Start of Records for this exercise
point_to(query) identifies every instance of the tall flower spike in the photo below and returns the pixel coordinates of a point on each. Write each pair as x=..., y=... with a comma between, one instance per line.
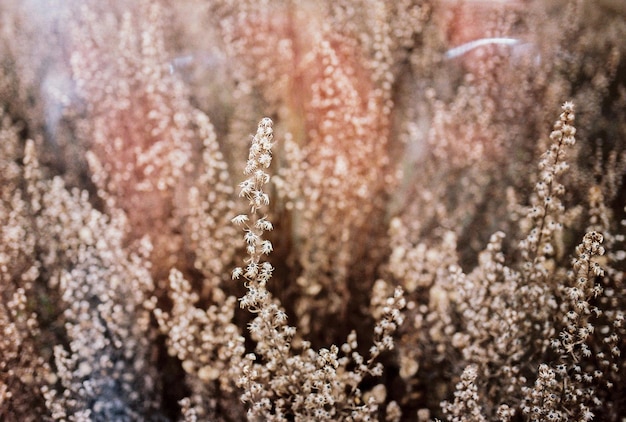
x=254, y=226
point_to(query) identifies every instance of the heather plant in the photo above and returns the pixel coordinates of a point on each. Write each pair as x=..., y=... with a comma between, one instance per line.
x=415, y=236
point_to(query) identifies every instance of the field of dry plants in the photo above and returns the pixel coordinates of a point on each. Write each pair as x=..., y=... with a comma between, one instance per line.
x=325, y=210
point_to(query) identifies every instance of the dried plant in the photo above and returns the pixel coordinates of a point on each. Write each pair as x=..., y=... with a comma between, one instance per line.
x=415, y=237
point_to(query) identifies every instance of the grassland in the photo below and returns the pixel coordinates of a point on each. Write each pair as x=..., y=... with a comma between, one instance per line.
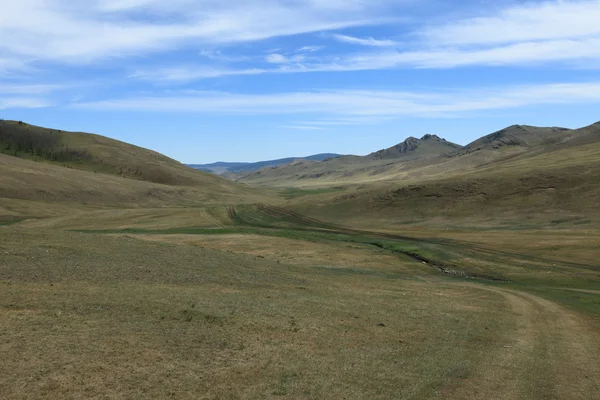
x=475, y=285
x=158, y=316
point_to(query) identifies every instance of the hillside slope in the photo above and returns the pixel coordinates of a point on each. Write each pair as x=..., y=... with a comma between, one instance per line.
x=46, y=172
x=221, y=168
x=346, y=170
x=556, y=184
x=95, y=153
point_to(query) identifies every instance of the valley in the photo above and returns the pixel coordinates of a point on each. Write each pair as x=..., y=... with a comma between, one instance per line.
x=426, y=270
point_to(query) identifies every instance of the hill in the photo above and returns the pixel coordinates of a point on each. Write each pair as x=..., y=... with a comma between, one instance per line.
x=95, y=153
x=521, y=176
x=46, y=172
x=355, y=169
x=221, y=168
x=412, y=148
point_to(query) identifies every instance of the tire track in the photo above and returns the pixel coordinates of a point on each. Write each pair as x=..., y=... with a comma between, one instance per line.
x=551, y=353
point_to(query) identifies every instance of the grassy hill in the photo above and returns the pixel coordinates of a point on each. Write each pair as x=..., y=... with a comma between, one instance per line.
x=221, y=168
x=355, y=169
x=95, y=153
x=553, y=180
x=413, y=148
x=45, y=172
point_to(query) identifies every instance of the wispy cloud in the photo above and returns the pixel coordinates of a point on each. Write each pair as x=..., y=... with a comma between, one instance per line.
x=82, y=32
x=302, y=127
x=359, y=103
x=23, y=102
x=276, y=58
x=369, y=41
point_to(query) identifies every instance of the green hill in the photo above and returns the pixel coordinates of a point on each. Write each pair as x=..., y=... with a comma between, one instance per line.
x=95, y=153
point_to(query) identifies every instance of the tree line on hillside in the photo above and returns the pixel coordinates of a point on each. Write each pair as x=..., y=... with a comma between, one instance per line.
x=17, y=141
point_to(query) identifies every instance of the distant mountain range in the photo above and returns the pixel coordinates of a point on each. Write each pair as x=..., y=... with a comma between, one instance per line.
x=429, y=156
x=221, y=168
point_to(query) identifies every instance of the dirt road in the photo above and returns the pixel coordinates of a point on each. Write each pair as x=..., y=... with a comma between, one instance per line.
x=550, y=353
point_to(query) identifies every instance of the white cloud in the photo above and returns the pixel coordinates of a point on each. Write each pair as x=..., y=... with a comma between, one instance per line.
x=364, y=41
x=302, y=127
x=360, y=103
x=23, y=102
x=539, y=21
x=27, y=89
x=81, y=32
x=276, y=58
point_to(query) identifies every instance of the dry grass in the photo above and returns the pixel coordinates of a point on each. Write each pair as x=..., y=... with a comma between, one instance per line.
x=87, y=316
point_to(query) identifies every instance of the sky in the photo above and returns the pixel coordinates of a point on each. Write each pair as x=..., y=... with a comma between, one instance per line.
x=248, y=80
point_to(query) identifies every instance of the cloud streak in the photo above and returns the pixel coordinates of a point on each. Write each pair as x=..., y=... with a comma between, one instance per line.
x=358, y=103
x=372, y=42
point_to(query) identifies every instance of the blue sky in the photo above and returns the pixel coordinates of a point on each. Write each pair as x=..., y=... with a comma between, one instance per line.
x=233, y=80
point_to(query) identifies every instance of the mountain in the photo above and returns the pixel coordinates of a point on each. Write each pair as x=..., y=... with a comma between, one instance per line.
x=43, y=166
x=355, y=169
x=521, y=136
x=221, y=168
x=428, y=145
x=521, y=176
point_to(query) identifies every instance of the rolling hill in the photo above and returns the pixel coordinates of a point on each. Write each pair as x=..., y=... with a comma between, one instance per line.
x=45, y=171
x=516, y=177
x=221, y=168
x=355, y=169
x=95, y=153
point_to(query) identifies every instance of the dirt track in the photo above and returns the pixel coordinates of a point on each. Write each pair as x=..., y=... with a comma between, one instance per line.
x=550, y=353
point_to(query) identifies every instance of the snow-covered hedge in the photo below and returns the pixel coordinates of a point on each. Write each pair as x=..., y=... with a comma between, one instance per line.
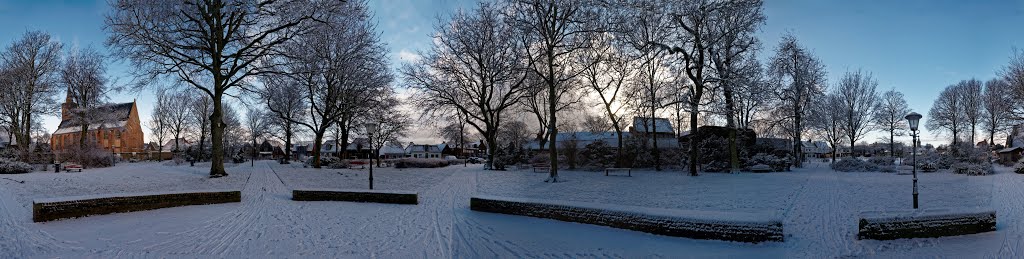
x=60, y=208
x=694, y=224
x=421, y=163
x=358, y=196
x=9, y=166
x=854, y=165
x=925, y=223
x=973, y=169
End of Records for this exercise
# About this exercise
Keeping the pictures out, output the records from above exactly and completely.

# Response to this task
point_to(query) identifies every instance of the tall flower spike in the photo below and returns the pixel coordinates of a point on each. Write each pair as x=..., y=... with a comma between, one instance per line.
x=254, y=226
point_to(query) identifies every instance of the heather plant in the photo above and returns the pixel coordinates of a point on each. Write each pair as x=..., y=... with a comma between, one instance per line.
x=415, y=236
point_to(query) identifies every instance of the field of dry plants in the photo above and returns the pixel coordinates of a point on each. Write each pair as x=..., y=... with a comma between, one instance per line.
x=325, y=210
point_to(query) identifies every instance of the dried plant in the photo above and returns the pixel coordinates of a point on each. Write each pair as x=..., y=... with a comma between, one instance per line.
x=415, y=237
point_to(query) identifies every instance of the grassland in the photo below and returns the pixel coordinates of a point on each. Write each pair as x=..., y=... with a comma between, one instance per line.
x=475, y=285
x=158, y=316
point_to(query) identifies every instance of the hillside slope in the photo above and returns the pixel coordinates of a point on each. Write each pair as x=..., y=... with a comma between, one instance per line.
x=46, y=172
x=221, y=168
x=346, y=170
x=556, y=184
x=95, y=153
point_to(query) identifies every instance of the valley in the photo above and returns the pixel coordinates of a point on each. Write each pair as x=..., y=... with a comma between, one instance per line.
x=426, y=270
point_to(query) identifies every instance of the hill in the photo above and returns the pixel coordinates of a point on each. Write each pair as x=..., y=... with a comma between, one instance per line.
x=95, y=153
x=521, y=176
x=46, y=172
x=355, y=169
x=221, y=168
x=412, y=148
point_to(query) identifies every instance of the tire track in the photo above and returns the pixel coordinates of a point on each. Write each pair as x=..., y=... with a comma between, one instance per line.
x=551, y=353
point_to(query) identifies every instance of the grassy hill in the photo above and returns the pixel coordinates of a point on each. Write each pair as x=..., y=... with a comma between, one instance per line.
x=221, y=168
x=355, y=169
x=95, y=153
x=553, y=180
x=413, y=148
x=45, y=172
point_to(query) identifies every instance of the wispy cloud in the photo above and returns the pixel coordinates of a point on each. Write each pair as x=..., y=... with a comma between, one instance per line.
x=82, y=32
x=302, y=127
x=359, y=103
x=23, y=102
x=276, y=58
x=369, y=41
point_to(query) identifies every instance of the green hill in the photo above and returns the pixel coordinates of a point on each. Write each pair as x=..., y=... with a comma between, one instance per line.
x=95, y=153
point_to(query) identifies every instance of the tree line on hillside in the photo above and returns the pixel coordinates of a point on each. Write each pair as x=..., y=... with a comma between, one instance per line.
x=17, y=141
point_to(query) identifies every instance of the distant mountain range in the photo above and returns the pixel coordinates of a point on each. Write each pair as x=..., y=... with a comma between, one instance per line.
x=429, y=156
x=221, y=168
point_to(query) identifies every instance of the dirt road in the photo above and returns the pixel coordinates of a point on each. Write each pair as x=..., y=... with a comma between, one instance per line.
x=550, y=353
point_to(query) identifies every instance of the white cloud in the photo above and returns the pixel coordinates of a point on each. Write each pair as x=..., y=... with a comma between, one instance per line.
x=364, y=41
x=302, y=127
x=360, y=103
x=23, y=102
x=539, y=21
x=27, y=89
x=81, y=32
x=276, y=58
point_to(query) identifies every instance of the dry grass in the photo above and returns the pixel coordinates of a point on each. Write each pair as x=..., y=... with a comma between, one instance per line.
x=87, y=316
point_to(query) identifies every instance of the sky in the photo above and returns the pixel coordinates of a point on each. Write each pair as x=..., y=... with a comma between, one instance per line.
x=248, y=80
point_to(query) identifies every instance of the cloud streak in the photo above and returns the pixel coordinates of a point on each. Write each pair as x=..., y=... with a comma between, one instance per line.
x=358, y=103
x=372, y=42
point_to(query) identifies every instance of the blue sky in the photo above and returns the pixel coordinates of a point on each. Write each pair as x=..., y=... with a comma between, one instance per line.
x=233, y=80
point_to(query) identifies every instance of the mountain in the photo above and returns the pixel coordinates of a point on each. Write each pair as x=..., y=... with a comma between, one instance per line.
x=43, y=166
x=355, y=169
x=521, y=136
x=221, y=168
x=428, y=145
x=521, y=176
point_to(query) identifies every instance of the rolling hill in the photo above and returns the pixel coordinates of a point on each. Write each pair as x=..., y=... with a comma between, one instance per line.
x=45, y=171
x=516, y=177
x=221, y=168
x=355, y=169
x=95, y=153
point_to(query) identifies every instance of the dirt track in the photo above and returns the pixel coordinates of a point on each. Write each pair as x=..., y=... with a comma between, one instance per line.
x=550, y=353
point_to(query) identifies every instance of the snow-covered hedge in the photo below and returns the pixel coordinates of a point on each. Write each pair as x=..., y=... with a comma between, one instance per line.
x=60, y=208
x=694, y=224
x=421, y=163
x=358, y=196
x=9, y=166
x=854, y=165
x=925, y=223
x=973, y=169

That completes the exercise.